**Brief:**
Write the material out again, line by line, exactly as it is.

--- START Data to process ---

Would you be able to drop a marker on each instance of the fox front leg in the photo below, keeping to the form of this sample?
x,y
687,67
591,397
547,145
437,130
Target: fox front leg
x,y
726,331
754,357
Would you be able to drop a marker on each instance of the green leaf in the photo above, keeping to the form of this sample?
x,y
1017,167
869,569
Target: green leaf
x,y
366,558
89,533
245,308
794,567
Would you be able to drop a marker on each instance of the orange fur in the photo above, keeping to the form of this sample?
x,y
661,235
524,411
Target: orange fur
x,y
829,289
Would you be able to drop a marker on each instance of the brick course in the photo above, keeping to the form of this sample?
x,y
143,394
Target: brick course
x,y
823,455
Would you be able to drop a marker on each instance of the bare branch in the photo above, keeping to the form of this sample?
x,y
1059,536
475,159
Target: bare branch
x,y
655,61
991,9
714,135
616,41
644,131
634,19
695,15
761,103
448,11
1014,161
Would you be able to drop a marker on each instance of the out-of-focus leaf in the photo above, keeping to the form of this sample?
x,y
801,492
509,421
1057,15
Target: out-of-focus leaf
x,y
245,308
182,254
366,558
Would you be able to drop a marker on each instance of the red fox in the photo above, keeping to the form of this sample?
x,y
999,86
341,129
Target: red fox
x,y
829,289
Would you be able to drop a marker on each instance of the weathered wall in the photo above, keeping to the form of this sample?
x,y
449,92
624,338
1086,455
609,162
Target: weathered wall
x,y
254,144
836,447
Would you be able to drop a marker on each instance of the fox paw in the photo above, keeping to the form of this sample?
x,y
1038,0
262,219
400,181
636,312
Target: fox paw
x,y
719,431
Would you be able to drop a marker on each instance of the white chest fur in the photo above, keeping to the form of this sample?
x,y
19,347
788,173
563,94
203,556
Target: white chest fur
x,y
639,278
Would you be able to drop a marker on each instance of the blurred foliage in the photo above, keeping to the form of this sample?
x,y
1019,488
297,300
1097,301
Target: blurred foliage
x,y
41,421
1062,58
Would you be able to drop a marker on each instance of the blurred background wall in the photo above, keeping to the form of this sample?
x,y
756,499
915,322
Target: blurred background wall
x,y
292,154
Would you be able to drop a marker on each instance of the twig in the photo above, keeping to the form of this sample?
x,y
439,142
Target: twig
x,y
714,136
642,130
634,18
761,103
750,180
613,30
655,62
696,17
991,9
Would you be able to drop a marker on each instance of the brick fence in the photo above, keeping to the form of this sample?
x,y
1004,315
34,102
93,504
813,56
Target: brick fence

--- END Data to process ---

**Solution to this exercise:**
Would you be able to drop a marker on each instance of the fox front leg in the photo below, keeping to the form of this sample?
x,y
687,67
591,397
547,145
437,130
Target: fox front leg
x,y
726,331
754,357
Would you be able to drop a marker on each instance of the green leaf in the photo above, keeping to the form of this sample?
x,y
1017,167
869,569
Target: green leaf
x,y
366,558
89,533
245,308
794,567
Would you be able to drop a marker on each instance of the orange fur in the photo above, keeping to the form of this sample?
x,y
661,235
524,411
Target: orange fur
x,y
829,289
Would you be able to drop a marker on each instance of the brick course in the photo above, keeping to the form of this sample?
x,y
143,394
Target: brick course
x,y
823,455
Would you be able to drop a marker on each instance of the bare branch in the photo above, keeping to the form of this sample?
x,y
1059,536
475,159
Target: bare branch
x,y
655,61
991,9
714,135
616,41
644,131
634,19
695,15
761,103
448,11
1014,161
Would you be able to drop a marker on each instance of the out-of-focus leaf in the photo above, keeping to the form of this sample?
x,y
801,492
509,421
1057,15
Target: out-of-focus leaf
x,y
245,308
182,254
366,558
Would you be able to drop a marker on each instance of the red fox in the photo above, keeping to the form of this sample?
x,y
999,86
341,129
Target: red fox
x,y
829,289
Would you be able to drop a marker on each instance of the weathered wall in the photo above, keeping to the form of this sample?
x,y
449,92
624,338
1086,455
609,162
Target: weathered wall
x,y
254,144
836,447
Would you be able to drop a marker on each instance of the fox paw in the photo above, keeping to the form of this sample?
x,y
1038,0
262,219
400,181
636,312
Target: fox paw
x,y
719,431
Would you be able to drop a marker on each instance of the white chest fur in the photo above, keeping to the form of this sample?
x,y
19,347
788,173
563,94
203,556
Target: white chest fur
x,y
639,278
Would you be able to drop a marker on each instance of the blurred foliage in the photo above, keeping to the form of this sample?
x,y
1019,488
297,300
1097,301
Target: blurred foliage
x,y
41,421
1062,58
Would you be able to drop a marker on each instance of the blurred background wall in the photo above, keeping to the form of this sample?
x,y
756,499
915,322
Target: blurred background wall
x,y
292,154
Would you be able to drop a marker on each instance of the twig in the photo above, keeping to the form of this sample?
x,y
439,142
Target: twig
x,y
714,136
642,130
634,18
761,103
750,180
613,30
655,62
696,17
991,9
Would you be able to drop a marker on each instance of the brick fence in the photo above, keeping to the form of this sample?
x,y
1004,315
34,102
93,504
813,56
Target: brick fence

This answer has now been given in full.